About this exercise:
Print, word for word, the line containing "If you could pin the distant" and all lines beneath it to the end of the entries below. Pictures do not belong in the copy.

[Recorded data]
--- START ---
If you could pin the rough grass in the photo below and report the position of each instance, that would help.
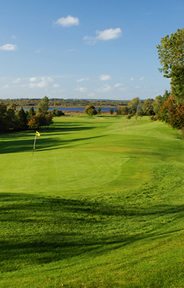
(99, 204)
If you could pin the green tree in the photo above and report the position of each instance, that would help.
(30, 113)
(43, 106)
(133, 105)
(22, 118)
(98, 110)
(147, 107)
(172, 113)
(90, 110)
(171, 56)
(111, 111)
(124, 110)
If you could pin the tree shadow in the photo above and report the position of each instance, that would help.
(42, 144)
(38, 230)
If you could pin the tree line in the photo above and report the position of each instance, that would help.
(56, 102)
(16, 120)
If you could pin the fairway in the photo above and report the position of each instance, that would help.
(99, 203)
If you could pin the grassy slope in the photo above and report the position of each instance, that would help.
(99, 204)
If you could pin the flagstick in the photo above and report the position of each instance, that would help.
(34, 144)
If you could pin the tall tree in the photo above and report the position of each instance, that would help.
(43, 106)
(147, 107)
(22, 118)
(171, 56)
(133, 105)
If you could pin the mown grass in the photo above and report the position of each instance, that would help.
(99, 204)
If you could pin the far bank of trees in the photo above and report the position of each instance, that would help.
(17, 120)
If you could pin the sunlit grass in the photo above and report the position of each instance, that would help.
(99, 204)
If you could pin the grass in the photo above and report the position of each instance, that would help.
(99, 204)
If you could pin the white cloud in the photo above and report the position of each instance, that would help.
(81, 89)
(118, 85)
(105, 77)
(40, 83)
(103, 89)
(32, 79)
(108, 34)
(8, 47)
(91, 94)
(122, 88)
(67, 22)
(82, 79)
(71, 50)
(17, 80)
(105, 35)
(56, 85)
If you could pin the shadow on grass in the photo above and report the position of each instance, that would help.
(42, 144)
(38, 230)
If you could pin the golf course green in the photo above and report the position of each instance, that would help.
(98, 203)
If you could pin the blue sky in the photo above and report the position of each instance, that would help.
(84, 48)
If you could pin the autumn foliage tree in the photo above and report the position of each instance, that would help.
(172, 113)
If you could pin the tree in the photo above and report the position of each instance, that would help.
(90, 110)
(33, 122)
(22, 118)
(99, 111)
(159, 100)
(124, 110)
(49, 117)
(133, 105)
(147, 107)
(43, 106)
(30, 113)
(171, 56)
(118, 111)
(172, 113)
(111, 111)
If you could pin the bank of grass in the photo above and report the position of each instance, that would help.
(99, 204)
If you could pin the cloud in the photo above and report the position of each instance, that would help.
(67, 22)
(81, 89)
(105, 77)
(71, 50)
(108, 34)
(17, 80)
(8, 47)
(33, 79)
(82, 79)
(56, 85)
(104, 35)
(91, 94)
(5, 86)
(103, 89)
(40, 83)
(118, 85)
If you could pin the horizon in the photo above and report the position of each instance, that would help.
(57, 49)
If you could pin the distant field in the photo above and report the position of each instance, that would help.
(99, 203)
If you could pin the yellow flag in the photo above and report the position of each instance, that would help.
(37, 133)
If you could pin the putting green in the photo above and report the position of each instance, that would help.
(59, 170)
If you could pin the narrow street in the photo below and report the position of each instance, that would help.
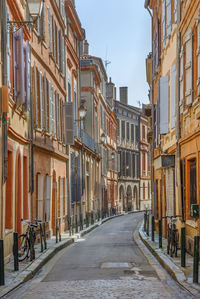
--- END ---
Finished exercise:
If you could pin the distant field in the photo above and report the position of each instance, that would help.
(99, 203)
If you could pin the yellow flag in the photo above and report the position of each instance, that would help.
(37, 133)
If you could pin the putting green in the photo above and report the position of each instance, that would help.
(59, 170)
If you could pin the narrow street in the photo below and report the position of each instance, that would help.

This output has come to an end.